* _Data to process_
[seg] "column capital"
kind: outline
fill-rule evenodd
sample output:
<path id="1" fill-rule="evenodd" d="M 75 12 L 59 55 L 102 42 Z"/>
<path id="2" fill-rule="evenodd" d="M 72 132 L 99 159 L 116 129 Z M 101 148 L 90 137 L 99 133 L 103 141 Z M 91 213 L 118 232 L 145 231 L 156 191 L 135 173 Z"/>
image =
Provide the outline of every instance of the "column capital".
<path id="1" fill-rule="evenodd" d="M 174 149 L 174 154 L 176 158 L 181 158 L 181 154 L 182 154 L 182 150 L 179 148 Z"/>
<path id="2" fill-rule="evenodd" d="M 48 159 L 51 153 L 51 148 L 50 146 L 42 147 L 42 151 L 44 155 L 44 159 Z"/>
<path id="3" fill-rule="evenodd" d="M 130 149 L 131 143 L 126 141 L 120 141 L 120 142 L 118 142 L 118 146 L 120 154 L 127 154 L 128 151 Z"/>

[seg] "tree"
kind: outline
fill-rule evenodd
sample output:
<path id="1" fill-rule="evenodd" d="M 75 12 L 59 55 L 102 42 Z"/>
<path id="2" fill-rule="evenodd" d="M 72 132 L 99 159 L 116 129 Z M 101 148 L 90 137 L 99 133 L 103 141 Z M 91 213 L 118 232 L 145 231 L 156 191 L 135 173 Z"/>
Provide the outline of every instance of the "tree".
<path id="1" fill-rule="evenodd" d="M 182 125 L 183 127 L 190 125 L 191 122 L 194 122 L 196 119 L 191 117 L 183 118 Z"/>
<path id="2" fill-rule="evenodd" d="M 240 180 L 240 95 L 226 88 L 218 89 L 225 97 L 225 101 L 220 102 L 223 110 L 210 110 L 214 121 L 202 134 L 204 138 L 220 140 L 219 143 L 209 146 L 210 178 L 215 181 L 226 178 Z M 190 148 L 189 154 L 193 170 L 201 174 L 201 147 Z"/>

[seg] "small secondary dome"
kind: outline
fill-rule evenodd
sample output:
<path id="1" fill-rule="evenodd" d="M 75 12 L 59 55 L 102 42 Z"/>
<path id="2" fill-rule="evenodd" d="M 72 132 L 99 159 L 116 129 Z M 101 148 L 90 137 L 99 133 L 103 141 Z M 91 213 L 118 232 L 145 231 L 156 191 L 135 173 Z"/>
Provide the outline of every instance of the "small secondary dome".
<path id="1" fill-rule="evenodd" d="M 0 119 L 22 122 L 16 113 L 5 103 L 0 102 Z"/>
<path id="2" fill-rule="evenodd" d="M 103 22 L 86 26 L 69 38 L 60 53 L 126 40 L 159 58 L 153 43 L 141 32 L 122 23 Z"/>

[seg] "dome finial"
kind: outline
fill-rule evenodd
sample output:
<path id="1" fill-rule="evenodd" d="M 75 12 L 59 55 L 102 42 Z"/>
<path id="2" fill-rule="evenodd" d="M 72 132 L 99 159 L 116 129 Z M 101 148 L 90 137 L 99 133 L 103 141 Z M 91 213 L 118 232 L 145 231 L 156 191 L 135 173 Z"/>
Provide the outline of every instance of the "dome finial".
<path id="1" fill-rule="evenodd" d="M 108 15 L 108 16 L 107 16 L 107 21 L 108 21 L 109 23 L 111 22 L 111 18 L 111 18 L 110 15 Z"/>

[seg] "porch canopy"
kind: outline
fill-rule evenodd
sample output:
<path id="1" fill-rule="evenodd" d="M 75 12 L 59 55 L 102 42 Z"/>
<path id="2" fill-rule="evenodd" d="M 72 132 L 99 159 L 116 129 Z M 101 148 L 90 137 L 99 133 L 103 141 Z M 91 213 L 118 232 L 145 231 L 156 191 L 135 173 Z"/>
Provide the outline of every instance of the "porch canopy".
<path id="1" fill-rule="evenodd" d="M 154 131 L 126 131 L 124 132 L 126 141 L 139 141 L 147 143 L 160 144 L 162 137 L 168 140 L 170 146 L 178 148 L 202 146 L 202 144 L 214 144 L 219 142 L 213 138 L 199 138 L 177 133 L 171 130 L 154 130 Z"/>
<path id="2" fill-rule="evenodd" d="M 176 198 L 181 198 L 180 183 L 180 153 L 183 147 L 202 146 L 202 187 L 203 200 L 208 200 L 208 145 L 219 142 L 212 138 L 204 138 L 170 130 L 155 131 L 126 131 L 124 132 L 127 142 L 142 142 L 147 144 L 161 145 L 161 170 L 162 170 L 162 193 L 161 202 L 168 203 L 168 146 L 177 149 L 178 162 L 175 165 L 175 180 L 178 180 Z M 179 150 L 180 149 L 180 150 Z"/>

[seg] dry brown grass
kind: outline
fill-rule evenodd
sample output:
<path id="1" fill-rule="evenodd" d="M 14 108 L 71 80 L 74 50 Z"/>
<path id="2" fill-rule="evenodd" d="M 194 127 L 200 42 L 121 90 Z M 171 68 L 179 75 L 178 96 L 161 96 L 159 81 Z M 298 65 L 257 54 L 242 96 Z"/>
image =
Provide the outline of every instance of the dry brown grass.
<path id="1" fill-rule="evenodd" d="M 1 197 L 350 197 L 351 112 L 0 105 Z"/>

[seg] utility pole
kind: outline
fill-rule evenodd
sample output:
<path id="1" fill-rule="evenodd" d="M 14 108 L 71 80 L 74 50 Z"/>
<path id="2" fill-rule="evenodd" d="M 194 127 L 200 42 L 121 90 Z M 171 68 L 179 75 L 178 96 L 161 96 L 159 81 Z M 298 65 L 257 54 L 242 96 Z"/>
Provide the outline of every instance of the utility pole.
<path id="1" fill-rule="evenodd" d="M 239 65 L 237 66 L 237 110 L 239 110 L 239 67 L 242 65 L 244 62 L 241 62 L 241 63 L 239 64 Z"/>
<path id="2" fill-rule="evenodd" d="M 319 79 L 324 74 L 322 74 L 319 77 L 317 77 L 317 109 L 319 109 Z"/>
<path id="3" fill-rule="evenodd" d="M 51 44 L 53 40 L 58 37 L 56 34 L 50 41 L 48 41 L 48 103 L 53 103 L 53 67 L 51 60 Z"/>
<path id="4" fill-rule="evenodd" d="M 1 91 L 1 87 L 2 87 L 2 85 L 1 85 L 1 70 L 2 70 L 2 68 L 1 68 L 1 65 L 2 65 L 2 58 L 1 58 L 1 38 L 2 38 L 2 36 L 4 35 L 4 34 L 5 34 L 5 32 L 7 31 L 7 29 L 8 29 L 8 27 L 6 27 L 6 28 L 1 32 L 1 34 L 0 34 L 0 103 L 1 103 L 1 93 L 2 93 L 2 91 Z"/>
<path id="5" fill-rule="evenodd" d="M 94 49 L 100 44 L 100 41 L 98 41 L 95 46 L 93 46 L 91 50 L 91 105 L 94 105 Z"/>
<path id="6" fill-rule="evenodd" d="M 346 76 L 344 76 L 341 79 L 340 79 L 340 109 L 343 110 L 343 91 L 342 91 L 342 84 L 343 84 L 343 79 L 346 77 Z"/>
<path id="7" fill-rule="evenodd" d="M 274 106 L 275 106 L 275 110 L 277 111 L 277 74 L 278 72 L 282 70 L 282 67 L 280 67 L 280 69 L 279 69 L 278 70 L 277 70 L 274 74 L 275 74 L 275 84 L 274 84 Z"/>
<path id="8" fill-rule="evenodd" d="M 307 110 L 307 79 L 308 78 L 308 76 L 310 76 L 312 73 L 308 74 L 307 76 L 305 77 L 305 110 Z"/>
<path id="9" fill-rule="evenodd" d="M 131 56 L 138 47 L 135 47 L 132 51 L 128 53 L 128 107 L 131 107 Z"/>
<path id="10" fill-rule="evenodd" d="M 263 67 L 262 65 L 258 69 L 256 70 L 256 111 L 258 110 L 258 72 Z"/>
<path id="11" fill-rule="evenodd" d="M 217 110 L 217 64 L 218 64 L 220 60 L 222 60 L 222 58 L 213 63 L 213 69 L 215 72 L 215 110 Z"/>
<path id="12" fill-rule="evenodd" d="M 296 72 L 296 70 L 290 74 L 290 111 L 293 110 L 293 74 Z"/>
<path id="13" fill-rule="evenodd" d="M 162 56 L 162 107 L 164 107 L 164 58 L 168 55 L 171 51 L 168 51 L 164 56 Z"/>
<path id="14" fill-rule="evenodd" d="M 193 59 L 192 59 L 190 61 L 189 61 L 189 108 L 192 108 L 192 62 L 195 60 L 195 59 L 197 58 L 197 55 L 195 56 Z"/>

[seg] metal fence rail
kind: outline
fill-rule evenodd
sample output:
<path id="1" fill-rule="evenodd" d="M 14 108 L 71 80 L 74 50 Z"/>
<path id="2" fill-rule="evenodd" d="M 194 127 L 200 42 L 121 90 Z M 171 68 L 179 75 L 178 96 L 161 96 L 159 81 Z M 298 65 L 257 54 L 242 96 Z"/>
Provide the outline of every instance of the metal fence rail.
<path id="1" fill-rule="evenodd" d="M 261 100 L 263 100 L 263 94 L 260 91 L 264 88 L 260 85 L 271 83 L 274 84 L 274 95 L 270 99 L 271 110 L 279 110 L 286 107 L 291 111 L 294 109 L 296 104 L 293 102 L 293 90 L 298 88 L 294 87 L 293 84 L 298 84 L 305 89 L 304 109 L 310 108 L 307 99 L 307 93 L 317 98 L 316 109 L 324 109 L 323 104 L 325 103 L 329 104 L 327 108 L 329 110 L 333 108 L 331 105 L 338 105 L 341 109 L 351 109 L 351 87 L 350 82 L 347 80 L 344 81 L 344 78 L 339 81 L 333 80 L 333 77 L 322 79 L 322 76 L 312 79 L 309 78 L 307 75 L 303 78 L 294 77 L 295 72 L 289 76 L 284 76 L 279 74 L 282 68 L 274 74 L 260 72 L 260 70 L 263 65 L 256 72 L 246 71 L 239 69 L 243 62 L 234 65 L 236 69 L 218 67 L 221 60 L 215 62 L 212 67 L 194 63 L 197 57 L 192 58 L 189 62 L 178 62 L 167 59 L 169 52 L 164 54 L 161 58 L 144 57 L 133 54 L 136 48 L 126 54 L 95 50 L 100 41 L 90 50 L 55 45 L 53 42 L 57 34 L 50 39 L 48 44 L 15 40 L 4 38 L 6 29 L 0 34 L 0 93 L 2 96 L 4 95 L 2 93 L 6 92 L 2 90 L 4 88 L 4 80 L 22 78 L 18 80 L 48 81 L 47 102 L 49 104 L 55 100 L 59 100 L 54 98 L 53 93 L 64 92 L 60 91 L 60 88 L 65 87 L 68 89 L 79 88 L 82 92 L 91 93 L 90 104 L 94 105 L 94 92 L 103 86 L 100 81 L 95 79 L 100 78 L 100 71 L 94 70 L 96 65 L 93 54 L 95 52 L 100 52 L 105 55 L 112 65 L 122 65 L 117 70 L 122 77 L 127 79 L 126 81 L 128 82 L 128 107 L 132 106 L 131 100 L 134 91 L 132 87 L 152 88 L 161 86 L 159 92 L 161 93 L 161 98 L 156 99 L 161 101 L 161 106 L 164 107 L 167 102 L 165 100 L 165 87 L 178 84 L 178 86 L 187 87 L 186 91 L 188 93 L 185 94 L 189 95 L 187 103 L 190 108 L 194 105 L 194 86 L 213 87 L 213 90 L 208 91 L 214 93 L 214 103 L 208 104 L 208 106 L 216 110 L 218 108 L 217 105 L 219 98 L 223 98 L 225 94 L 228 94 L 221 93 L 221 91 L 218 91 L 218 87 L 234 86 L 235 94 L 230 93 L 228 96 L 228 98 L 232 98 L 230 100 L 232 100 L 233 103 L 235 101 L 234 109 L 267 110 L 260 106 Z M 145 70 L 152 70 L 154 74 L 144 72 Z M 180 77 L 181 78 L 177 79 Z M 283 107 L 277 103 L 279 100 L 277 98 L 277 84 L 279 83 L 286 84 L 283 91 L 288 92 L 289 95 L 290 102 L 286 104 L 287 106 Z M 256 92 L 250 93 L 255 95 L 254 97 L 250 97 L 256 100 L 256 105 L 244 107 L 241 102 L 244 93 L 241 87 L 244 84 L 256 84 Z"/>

---

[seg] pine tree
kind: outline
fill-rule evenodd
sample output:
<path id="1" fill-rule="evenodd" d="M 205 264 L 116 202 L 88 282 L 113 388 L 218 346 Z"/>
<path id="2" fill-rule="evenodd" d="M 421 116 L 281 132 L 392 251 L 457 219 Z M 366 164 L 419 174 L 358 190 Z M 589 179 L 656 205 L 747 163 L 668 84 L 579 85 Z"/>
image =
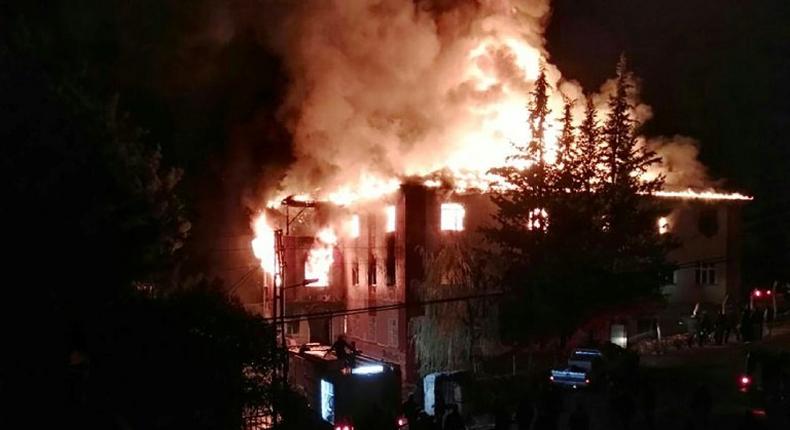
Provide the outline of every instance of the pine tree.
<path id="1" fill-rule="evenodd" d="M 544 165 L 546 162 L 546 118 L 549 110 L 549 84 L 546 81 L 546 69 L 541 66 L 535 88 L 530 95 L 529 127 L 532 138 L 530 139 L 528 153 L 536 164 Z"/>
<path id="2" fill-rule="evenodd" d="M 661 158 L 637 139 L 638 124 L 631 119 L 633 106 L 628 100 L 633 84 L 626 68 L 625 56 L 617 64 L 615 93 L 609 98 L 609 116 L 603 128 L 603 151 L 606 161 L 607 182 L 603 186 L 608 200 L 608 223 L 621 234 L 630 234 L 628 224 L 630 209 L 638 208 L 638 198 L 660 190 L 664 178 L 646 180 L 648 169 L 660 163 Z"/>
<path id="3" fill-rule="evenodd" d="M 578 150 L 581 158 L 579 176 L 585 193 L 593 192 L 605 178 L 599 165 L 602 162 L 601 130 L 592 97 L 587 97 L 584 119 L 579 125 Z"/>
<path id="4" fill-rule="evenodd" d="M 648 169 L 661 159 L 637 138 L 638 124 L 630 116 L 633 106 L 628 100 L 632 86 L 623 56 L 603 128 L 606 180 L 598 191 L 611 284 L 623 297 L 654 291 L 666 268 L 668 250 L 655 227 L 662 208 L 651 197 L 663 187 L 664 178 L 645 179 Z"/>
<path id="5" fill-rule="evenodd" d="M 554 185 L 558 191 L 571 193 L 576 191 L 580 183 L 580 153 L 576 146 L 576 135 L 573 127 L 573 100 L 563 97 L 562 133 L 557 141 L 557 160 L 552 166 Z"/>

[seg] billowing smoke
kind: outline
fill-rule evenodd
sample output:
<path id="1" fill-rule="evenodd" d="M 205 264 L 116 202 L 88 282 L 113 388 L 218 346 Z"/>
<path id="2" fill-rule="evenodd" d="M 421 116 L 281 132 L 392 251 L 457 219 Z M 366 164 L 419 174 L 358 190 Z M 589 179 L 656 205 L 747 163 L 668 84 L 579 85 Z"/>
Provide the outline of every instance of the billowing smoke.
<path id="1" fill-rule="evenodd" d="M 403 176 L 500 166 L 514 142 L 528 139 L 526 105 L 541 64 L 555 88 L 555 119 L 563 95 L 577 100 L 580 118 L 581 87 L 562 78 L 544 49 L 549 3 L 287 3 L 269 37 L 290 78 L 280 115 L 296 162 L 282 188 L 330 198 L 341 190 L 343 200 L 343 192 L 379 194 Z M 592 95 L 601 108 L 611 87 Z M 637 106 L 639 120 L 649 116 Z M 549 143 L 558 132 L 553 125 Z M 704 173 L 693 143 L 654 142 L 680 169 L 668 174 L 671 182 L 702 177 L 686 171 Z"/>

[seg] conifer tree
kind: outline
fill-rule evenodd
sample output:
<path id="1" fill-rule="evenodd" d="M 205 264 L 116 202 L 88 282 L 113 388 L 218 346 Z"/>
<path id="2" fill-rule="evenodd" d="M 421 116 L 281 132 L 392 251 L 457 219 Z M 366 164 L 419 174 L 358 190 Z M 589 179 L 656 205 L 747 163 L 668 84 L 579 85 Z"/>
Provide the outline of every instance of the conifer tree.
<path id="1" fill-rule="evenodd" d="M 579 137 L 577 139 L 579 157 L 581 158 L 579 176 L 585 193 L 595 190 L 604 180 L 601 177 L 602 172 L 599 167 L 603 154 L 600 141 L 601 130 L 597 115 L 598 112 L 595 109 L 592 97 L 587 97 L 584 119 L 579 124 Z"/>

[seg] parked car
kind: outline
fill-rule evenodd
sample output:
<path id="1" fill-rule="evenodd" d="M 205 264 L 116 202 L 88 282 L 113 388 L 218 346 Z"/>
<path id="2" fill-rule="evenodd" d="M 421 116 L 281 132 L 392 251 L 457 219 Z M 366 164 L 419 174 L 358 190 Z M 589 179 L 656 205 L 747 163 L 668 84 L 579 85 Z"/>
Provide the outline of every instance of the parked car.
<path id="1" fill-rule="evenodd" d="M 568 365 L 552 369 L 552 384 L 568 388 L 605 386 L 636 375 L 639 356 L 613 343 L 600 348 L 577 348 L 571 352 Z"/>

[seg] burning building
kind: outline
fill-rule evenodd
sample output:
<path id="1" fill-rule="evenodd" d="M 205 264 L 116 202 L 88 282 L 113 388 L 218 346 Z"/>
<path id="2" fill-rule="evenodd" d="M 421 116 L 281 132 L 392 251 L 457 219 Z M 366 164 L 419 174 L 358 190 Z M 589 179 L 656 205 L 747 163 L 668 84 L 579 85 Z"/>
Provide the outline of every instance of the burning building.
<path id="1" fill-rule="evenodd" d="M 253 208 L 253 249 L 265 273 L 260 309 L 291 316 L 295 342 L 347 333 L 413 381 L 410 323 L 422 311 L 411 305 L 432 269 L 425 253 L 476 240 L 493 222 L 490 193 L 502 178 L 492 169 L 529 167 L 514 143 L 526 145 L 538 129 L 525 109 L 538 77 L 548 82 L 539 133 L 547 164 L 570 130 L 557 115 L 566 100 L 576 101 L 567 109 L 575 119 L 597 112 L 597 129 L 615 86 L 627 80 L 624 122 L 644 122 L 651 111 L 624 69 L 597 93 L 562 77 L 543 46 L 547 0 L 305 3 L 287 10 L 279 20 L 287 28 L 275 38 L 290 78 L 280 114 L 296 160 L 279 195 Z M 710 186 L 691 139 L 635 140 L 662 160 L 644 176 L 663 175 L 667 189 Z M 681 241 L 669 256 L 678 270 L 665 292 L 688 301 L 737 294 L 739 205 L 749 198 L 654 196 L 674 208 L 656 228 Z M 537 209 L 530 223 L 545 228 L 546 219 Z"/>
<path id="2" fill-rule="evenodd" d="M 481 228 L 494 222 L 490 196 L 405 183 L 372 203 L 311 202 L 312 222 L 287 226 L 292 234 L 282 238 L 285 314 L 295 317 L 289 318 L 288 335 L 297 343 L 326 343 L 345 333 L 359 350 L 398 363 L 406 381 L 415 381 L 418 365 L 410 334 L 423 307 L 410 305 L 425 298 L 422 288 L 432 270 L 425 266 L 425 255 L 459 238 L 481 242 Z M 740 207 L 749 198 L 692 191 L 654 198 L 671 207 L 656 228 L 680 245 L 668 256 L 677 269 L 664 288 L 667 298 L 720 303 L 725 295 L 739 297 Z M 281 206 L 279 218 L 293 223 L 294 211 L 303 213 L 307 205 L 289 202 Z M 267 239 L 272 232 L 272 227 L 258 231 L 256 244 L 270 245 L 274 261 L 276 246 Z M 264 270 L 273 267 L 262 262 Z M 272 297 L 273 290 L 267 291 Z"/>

* _Problem description_
Could you copy out, character for character, the records starting with the line containing "[seg] pine tree" and going on through the line containing "Provide the outline of every instance of the pine", leaving any pictures out of your answer?

* _Result of this exercise_
[seg] pine tree
kind: outline
fill-rule evenodd
sample output:
<path id="1" fill-rule="evenodd" d="M 205 264 L 116 202 L 88 282 L 113 388 L 218 346 Z"/>
<path id="2" fill-rule="evenodd" d="M 421 116 L 281 132 L 392 251 L 457 219 Z M 366 164 L 419 174 L 358 190 Z M 589 179 L 656 205 L 747 163 L 668 84 L 579 85 Z"/>
image =
Provide the outline of every instance of the pine tree.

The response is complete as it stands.